## What to do
This exercise calls for all the entries that follow to be set down exactly, without their images.

## Data for the task
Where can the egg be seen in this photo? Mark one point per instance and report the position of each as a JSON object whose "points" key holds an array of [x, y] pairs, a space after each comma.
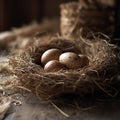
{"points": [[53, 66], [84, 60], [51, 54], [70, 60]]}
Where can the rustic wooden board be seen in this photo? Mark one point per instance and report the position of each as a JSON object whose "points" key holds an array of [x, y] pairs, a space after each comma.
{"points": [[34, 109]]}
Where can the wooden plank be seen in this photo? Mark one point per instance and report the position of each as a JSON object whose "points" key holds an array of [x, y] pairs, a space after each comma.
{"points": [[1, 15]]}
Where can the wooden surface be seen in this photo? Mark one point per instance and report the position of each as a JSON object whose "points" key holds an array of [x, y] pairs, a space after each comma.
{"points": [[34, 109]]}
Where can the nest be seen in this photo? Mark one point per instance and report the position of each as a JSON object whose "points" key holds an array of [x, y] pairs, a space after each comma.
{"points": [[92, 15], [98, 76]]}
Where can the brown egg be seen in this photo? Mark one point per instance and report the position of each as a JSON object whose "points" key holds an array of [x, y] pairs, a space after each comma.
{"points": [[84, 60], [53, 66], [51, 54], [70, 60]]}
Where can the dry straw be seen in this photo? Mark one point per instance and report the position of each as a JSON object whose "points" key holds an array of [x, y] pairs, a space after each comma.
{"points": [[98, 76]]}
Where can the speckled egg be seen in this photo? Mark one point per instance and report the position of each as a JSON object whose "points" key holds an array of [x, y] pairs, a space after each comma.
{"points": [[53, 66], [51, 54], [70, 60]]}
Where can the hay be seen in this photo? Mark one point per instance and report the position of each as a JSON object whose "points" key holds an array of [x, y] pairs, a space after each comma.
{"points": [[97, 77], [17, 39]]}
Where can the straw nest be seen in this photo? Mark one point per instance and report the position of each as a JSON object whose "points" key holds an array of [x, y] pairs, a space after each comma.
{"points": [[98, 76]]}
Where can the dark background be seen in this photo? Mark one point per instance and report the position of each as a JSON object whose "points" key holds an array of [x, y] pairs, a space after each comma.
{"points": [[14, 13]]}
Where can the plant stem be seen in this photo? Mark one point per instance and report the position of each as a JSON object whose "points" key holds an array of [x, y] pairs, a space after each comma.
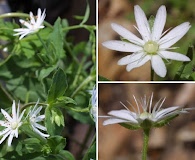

## Task result
Where can the egg be seen in this photo? Mark one point per instance and report the position of each as a JSON object whose "points" key holds an array of [x, y] pairs, a space after each comma.
{"points": [[53, 66], [84, 60], [51, 54], [70, 60]]}
Where can the rustic wooden board be seen in this photo? Mark one point per instance and report the position of each as a JSON object whose "points" key holds an array of [x, y] pairs, a space after each comma.
{"points": [[34, 109]]}
Where can the wooden plank be seen in this photo? Mark one point per instance and report the position of each as a JSON object whose "points" key holds an array of [x, y] pairs, a space after each comma.
{"points": [[1, 15]]}
Where can the wooden surface be seen in this photo? Mark one point per instance and report the position of each as a JSON object whose "points" key holds an array of [x, y] pairs, a space after each comma.
{"points": [[34, 109]]}
Where can the nest be seen in this photo? Mark one point per instance and report the position of each as a JSON object whose "points" key holds an array of [x, y] pairs, a space after each comma.
{"points": [[92, 15], [98, 76]]}
Where can the brown egg be seen in this photo? Mark one point per instance and report the position of each as a JSON object whose "points" key holds an array of [x, y] pairs, a space after each comma.
{"points": [[84, 60], [53, 66], [51, 54], [70, 60]]}
Where can the dry straw be seen in this photo? Mark one point per instance and report the position of each as a JSON object whose "points" key holds an array of [x, y] pairs, a space after each comma.
{"points": [[98, 76]]}
Where can the speckled egg be seen in this photo? Mark one point per instance and report the position of each as a JSON object whose "points" key holds an array of [x, y] pairs, a space after each comma.
{"points": [[53, 66], [51, 54], [70, 60]]}
Where can the hay be seen in this photo? Mark one point per instance and report the position of each as a JSON object whose "points" key holds an array of [x, y] pairs, a space after each comma.
{"points": [[97, 77], [17, 39]]}
Where can the straw nest be seen in this photo? Mark one point per instance and report the position of each as a JSON object whose "points" key holds an array of [x, y] pairs, a space after each comma.
{"points": [[98, 76]]}
Where can the dark background be seen in this photo? Mark one point per instance and report the position of each as a JSON object whose "points" key holds an array of [x, y] pairs, a space after each comma.
{"points": [[14, 13]]}
Where can the plant stem be seen in this photo? Mark one point per instance and report the position of each as a JSON object whose "points" key holds an array of [x, y] pairs, a space after each comma.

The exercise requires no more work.